• TASK INSTRUCTIONS:
- a) For each statement, say whether it agrees with the PowerShell thread, answering yes or no and quoting the deciding words of the thread: (i) the folder being scanned holds 128.5GB; (ii) the accepted answer's script was tested on Windows; (iii) js2010 says PowerShell 7 uses more memory.
- b) In the PowerShell thread, what language is the script in the accepted answer written in?
- c) Please write out the PowerShell thread starting with "NeoTheNerd · Accepted" and going on through "less memory :o)", substituting "laptop" for "mac".

• PAGE:

_____

Powershell script using a lot memory on server when outputting csv file

Question

I am currently trying to get the last modified date of all files on a 128.5GB folder containing multiple sub-directories and files. However, whenever the scripts runs, its uses almost all the memory on the server. (I assume that this is because its trying to fit all of the data in the memory before outputting it in a .csv files). Is there a way that we could still output the data on a .csv file without using all the memory on the server. Please find my below script:-

$results = Get-ChildItem -Force -Recurse -File -Path "C:\inetpub\wwwroot\" | Sort LastWriteTime -Descending | Select-Object FullName, LastWriteTime 

$results | Export-Csv "C:\Users\serveradmin\Documents\dates.csv" -notype

How many files are there? Get-Childitem is known to be slow on certain scenarios, and NTFS doesn't really perform too well with a large number of files. — vonPryz
– vonPryz, Commented Nov 30, 2021 at 10:42
Yes. You use a database, not five million files. A filesystem is not a database. — Ian Kemp - SO dead by AI greed
– Ian Kemp - SO dead by AI greed, Commented Nov 30, 2021 at 10:54
A file system is a database, the problem here is that OP attempts to load a significant chunk of its metadata into memory when they don't need to. You wouldn't download the raw indices from your DB either :) — Mathias R. Jessen
– Mathias R. Jessen, Commented Nov 30, 2021 at 10:57
You might have to use gnu sort on a csv that big. Also ps 7 is more memory efficient. — js2010
– js2010, Commented Nov 30, 2021 at 17:58

NeoTheNerd · Accepted Answer · 2021-11-30 17:47:42Z

Powershell can be memory intensive and slow... So I wrote you a script in python. I tested it on my mac, works a charm. I've left notes on the script. Just ammend the folder path to be scanned and where you want to save the csv file. It will be faster, and uses less memory :o)

_____

• MATERIAL PROVIDED:
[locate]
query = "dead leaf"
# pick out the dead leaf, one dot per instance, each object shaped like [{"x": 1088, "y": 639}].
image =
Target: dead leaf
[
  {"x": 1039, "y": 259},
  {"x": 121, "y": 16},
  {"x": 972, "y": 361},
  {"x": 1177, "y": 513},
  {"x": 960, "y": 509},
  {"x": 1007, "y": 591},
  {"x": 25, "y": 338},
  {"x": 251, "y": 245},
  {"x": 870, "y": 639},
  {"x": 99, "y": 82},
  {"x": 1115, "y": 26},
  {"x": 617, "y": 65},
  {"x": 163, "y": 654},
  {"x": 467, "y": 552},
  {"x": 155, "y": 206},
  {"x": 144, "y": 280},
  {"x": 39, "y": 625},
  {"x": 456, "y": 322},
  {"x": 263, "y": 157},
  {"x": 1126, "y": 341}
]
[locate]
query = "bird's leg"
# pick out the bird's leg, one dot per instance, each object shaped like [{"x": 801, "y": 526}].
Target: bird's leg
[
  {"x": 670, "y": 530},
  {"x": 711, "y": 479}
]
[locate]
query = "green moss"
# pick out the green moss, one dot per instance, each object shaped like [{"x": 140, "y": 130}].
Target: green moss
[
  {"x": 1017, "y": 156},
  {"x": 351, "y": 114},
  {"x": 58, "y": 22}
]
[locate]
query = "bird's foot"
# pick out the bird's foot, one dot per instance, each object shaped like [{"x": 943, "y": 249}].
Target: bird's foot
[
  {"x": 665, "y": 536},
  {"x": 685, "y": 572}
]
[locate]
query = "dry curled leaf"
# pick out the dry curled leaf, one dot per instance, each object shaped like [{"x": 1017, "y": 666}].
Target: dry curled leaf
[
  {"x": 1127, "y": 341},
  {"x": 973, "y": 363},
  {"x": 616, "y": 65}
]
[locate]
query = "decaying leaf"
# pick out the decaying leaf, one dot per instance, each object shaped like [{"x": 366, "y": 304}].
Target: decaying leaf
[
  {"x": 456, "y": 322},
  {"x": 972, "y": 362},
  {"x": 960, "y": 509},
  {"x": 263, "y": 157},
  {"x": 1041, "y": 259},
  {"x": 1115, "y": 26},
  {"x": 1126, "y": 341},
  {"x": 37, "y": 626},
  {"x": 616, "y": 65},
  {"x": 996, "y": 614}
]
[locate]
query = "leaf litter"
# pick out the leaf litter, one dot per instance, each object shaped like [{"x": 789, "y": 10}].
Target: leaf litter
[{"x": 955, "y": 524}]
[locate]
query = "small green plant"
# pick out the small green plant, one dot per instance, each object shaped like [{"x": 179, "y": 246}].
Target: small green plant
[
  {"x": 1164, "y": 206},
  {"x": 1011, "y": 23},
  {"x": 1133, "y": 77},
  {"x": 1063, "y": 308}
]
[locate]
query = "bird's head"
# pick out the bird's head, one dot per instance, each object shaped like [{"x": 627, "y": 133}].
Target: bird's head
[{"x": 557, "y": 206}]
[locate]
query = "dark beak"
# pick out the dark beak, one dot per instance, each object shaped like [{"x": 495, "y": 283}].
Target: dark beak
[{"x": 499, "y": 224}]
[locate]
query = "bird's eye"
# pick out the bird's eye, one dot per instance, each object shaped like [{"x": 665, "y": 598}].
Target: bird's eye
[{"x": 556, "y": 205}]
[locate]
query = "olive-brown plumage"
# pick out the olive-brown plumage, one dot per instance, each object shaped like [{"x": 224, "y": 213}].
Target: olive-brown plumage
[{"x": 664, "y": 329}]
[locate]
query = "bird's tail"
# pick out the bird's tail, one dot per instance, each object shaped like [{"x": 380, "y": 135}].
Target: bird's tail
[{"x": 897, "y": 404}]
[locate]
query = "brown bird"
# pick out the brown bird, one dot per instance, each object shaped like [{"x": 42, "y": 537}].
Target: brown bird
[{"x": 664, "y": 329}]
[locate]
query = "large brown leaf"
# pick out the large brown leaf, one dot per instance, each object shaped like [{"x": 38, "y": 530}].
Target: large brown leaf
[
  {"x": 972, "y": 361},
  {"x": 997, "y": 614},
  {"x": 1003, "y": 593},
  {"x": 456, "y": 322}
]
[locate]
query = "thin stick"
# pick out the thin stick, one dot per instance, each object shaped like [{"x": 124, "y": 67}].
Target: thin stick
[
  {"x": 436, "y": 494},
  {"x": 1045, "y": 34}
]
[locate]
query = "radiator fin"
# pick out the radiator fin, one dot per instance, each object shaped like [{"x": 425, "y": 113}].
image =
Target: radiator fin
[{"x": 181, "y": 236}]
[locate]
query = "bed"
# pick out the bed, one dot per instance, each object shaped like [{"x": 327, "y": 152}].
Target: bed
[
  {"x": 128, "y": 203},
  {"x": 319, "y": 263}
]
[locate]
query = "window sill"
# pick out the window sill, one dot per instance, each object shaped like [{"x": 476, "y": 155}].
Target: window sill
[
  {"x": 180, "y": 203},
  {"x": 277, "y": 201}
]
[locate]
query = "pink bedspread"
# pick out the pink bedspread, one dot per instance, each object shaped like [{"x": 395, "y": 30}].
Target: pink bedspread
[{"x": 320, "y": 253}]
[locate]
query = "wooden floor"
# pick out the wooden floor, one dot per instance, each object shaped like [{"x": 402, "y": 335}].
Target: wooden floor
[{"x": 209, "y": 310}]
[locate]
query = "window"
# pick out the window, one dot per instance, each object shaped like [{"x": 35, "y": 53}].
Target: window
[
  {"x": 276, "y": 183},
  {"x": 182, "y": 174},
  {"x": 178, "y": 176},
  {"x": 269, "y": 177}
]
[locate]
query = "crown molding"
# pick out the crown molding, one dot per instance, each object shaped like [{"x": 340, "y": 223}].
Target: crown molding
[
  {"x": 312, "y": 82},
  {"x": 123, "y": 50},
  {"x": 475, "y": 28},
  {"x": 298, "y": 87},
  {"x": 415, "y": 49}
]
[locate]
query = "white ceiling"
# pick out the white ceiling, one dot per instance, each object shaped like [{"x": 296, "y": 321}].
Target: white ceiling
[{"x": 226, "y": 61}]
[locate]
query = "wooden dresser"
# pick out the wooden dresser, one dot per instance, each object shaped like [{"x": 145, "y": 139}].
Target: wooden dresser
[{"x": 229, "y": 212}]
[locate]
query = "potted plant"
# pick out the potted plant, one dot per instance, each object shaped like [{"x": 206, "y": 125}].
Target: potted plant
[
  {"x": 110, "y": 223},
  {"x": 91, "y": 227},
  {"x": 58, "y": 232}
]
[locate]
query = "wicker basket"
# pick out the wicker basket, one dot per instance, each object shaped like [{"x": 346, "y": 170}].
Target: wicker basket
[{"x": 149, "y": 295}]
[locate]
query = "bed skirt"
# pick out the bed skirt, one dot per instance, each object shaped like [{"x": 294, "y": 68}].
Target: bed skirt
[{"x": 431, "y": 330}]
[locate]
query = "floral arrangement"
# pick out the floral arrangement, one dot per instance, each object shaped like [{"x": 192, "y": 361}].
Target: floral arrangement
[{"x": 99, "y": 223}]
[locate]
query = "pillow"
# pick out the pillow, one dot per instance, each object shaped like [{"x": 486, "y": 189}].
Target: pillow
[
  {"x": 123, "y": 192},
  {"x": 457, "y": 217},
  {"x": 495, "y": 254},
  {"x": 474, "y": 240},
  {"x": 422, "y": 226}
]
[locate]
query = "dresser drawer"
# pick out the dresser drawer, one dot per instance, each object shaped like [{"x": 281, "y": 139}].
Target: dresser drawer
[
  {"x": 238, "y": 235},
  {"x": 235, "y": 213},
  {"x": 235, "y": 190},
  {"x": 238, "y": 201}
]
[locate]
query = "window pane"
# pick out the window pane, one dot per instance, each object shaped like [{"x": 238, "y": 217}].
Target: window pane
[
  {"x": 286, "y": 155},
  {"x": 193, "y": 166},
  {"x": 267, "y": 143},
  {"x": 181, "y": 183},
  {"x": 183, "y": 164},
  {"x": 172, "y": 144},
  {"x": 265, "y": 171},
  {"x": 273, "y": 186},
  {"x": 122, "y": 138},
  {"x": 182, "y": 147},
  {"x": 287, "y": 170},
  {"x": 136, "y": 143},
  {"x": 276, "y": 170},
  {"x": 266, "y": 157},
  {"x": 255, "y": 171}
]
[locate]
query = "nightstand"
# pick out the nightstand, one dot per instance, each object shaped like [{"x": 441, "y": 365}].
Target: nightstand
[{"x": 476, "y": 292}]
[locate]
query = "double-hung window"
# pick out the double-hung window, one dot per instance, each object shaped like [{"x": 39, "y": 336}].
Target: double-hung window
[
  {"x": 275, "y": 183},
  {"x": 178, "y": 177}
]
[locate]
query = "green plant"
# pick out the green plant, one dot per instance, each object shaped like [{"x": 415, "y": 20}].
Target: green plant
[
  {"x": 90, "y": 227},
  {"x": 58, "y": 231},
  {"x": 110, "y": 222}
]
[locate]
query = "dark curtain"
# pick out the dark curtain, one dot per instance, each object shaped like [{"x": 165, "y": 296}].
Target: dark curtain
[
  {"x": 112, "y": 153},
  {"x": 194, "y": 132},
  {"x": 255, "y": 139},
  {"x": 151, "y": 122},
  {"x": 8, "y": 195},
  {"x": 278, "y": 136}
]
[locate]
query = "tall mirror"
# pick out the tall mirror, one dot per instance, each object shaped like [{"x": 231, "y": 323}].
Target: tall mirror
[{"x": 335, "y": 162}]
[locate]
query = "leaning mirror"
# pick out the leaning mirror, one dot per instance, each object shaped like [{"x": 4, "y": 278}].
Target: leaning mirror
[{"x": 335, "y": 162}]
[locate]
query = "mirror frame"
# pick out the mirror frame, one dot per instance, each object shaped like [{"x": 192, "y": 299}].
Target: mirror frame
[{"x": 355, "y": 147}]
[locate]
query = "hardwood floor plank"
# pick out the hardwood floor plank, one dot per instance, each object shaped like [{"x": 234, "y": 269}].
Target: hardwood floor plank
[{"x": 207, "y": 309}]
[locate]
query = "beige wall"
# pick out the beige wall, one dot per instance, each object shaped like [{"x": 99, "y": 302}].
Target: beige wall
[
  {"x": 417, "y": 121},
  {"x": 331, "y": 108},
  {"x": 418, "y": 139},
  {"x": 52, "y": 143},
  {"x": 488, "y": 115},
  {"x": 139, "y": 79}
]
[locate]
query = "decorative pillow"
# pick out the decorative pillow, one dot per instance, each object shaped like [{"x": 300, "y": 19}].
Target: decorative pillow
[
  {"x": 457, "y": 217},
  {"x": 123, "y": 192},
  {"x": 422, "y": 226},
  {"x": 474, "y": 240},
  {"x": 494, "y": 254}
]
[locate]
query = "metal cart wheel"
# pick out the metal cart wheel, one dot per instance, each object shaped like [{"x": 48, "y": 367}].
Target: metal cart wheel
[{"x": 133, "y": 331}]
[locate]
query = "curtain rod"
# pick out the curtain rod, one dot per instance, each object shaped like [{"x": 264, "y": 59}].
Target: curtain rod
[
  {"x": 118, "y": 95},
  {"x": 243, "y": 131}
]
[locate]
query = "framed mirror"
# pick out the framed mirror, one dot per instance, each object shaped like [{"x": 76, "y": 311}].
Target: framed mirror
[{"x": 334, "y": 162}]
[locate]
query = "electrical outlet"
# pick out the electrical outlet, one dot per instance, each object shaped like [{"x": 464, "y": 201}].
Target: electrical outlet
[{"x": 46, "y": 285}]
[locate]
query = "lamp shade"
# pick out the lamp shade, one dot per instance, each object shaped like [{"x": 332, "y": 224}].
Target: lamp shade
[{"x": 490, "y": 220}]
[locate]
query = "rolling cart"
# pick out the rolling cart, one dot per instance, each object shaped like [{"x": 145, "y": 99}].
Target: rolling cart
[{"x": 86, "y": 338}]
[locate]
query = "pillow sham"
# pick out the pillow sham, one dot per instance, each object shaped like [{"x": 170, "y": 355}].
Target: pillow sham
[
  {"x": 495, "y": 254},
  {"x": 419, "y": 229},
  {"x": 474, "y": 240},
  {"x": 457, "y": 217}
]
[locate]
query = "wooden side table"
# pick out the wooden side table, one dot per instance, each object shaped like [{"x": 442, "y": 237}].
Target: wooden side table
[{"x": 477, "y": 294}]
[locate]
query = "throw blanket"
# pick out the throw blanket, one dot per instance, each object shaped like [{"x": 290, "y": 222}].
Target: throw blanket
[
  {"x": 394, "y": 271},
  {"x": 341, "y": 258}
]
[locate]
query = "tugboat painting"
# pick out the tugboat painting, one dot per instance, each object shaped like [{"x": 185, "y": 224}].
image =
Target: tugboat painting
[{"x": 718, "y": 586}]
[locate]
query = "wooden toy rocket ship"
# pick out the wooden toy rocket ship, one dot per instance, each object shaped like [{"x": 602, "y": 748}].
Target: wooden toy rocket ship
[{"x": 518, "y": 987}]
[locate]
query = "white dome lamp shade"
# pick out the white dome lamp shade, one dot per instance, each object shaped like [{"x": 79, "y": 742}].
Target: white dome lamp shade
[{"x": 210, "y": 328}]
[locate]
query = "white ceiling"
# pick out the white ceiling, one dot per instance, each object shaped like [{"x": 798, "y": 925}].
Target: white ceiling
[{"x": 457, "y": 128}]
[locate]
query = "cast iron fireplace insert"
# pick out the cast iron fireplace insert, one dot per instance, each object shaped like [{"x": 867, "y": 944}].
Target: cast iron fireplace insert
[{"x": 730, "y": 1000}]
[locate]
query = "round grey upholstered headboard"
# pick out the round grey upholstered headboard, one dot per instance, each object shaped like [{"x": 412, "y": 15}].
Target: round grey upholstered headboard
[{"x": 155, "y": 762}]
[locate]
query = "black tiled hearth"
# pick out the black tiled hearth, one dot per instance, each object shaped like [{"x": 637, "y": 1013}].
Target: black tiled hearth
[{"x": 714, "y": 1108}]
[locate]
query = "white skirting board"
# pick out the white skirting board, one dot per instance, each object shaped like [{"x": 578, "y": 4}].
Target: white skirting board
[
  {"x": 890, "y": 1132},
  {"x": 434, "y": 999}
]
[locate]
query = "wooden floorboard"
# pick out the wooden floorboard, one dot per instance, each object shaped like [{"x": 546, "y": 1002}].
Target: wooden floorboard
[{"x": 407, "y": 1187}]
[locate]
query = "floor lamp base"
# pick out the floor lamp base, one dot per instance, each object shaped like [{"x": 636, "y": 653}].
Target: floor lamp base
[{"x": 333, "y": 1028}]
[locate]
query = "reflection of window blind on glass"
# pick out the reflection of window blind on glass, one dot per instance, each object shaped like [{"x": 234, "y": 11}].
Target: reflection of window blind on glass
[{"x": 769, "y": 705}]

_____

• SOLUTION LIST:
- a)
(i) Yes: "a 128.5GB folder containing multiple sub-directories and files"
(ii) No: "I tested it on my mac, works a charm."
(iii) No: "Also ps 7 is more memory efficient."

- b) Python.

- c)
NeoTheNerd · Accepted Answer · 2021-11-30 17:47:42Z

Powershell can be memory intensive and slow... So I wrote you a script in python. I tested it on my laptop, works a charm. I've left notes on the script. Just ammend the folder path to be scanned and where you want to save the csv file. It will be faster, and uses less memory :o)